**Text**:
Long long ago in Pittsburgh far away I earned a Bachelors in Mathematics. I then spent the first twenty years of my career as a “techie”, using that math and Computer Science to analyze and make sense of the world. Every so often that experience is useful here in the real world.
Often that experience leads me to be cynical of the use of statistics in the news, especially when the mathematics are hidden behind the buzzwords of “big data” and “AI”.
One simple example of where this can go wrong are genetic analysis services like 23andMe. I bought my wife and I a pair of kits a few years ago as an Anniversary gift to see how closely related we are. We’re both from a people known to marry from within. Turns out we are very distant cousins.
How distant? That’s where the statistics and AI are breaking down.
Over the winter break I was looking on 23andMe to see what new cousins had joined in. The service notifies me about this every month or so, but rarely has any relative I recognize joined in. Instead, I’m presented with a lot of 2nd and 3rd cousins I’ve never heard of, who share no family names, often from parts of the world where it’s physically impossible to be my 2nd cousin. My ancestors and close relatives have all been born in the U.S. for too many generations to have 2nd cousins born overseas.

**Entries taken from a collection**:
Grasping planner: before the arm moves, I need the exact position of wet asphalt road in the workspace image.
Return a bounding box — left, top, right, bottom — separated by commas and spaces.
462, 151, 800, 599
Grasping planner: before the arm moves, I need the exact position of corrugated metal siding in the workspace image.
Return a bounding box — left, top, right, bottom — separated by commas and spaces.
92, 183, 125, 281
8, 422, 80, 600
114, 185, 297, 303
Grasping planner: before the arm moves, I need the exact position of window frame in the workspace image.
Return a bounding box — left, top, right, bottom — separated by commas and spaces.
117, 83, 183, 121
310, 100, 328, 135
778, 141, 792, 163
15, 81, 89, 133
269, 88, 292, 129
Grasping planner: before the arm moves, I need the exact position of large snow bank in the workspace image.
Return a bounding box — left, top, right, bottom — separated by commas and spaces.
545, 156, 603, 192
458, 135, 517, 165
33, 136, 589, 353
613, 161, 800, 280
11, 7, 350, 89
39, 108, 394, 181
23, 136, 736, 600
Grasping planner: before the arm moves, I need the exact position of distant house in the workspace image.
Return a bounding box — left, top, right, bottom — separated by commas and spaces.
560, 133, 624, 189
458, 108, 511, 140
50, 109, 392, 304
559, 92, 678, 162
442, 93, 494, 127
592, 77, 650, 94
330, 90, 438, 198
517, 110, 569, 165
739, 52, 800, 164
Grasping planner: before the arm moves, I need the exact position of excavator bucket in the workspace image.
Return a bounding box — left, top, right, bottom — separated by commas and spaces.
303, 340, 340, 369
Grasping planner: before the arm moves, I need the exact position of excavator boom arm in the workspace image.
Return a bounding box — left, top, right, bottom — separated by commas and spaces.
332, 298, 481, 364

**Work to be completed**: Resume the text about 23andMe cousin matches, picking up after its final sentence. The items are separate material and are unrelated to the text.

**Result of the task**:
The latest set of connections proved the bug in 23andMe’s statistics and shows how you can’t completely trust what services like this are reporting.
One new “2nd cousin” and I connected today. 23andMe reported that she’s my mother’s 3rd cousin. How can someone be more distantly related to my mother than myself? Simple. 23andMe also reported that this new cousin is also my father’s 5th cousin.
Take any well inbred group and you get a lot of double cousins. Go out to 3rd and 4th cousins, and there are probably some triple cousins in that mix too.
The mathematics 23andMe are using for reporting cousins are ignoring these cases, despite 23andMe having the data to compute these overlaps. Instead, it is clear that 23andMe is assuming their data is uncorrelated except via some ideal, unrealistic, purely hierarchical family tree. It isn’t.